Not trying to be rude but please separate you questions a bit, and slow down some on the experimentation.

This is blacksmithing, not rocket science.  No need to "make something work" if a simpler thing will work naturally.  0-1 or w-1 is common and cheap.  I buy old rusty files by the bucket full at flea markets usually for $1 a bucket.  Heat it to orange and stick it into a bucket of oil.

"Hammering technique" has nothing to do with tempering and metallurgy.  

Fire steels can be very simple, or they can be very fancy.  Keep in mind that they were daily use household items and often given away as tokens in trade deals.  Very few people wore them as jewelry.  Fancy ones were scarce because they really were not considered a fashion statement.

And the average historical fire striker was not a massive item.  They were usually hammered to about 1/8" thick.  The only thing I insist on with mine is a loop for tying a lace onto to make them easier to handle during striking.  The edge or its shape does not matter, you are going to beat the hell out of it with a rock anyway!  the important thing is a good sharp edge on your stone that will shave off steel.

https://www.google.com/search?q=stee...FceLDQodBHIMKw

Or you could just start carrying a flintlock rifle and forget about the striker altogether.  Most hunters never carried a striker, preferring to use the lock on their rifle for fire starting.

Dump the priming charge into your birds nest, plug the barrel vent with a twig, place your char cloth in the primer pan and snap the hammer.  Catch the glowing charcloth in the tinder bundle and stand back, that sucker is about to blow!

----------


## jdbushcraft

My flint striker is a piece of steel that used to be a garage door spring.  Heated, straightened, bent to a C shape and quenched to harden.

Sent from my XT1254 using Tapatalk

----------


## Wise Old Owl

> Ferocerium rods contain both iron oxide and magnesium oxide that's why they produce such a high volume of hot sparks. The "flint" in your lighter is a very small fero rod.

▶ [Material provided]:

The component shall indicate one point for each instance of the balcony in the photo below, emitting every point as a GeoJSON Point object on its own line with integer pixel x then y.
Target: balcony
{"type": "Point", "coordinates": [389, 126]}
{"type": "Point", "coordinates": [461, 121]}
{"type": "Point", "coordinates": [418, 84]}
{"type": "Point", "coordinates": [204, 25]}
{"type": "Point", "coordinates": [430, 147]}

▶ [What is needed]:
From the forum thread on fire strikers above, set down word for word the passage starting at "Or you could" and ending at "for fire starting.".

▶ [The solution]:
Or you could just start carrying a flintlock rifle and forget about the striker altogether.  Most hunters never carried a striker, preferring to use the lock on their rifle for fire starting.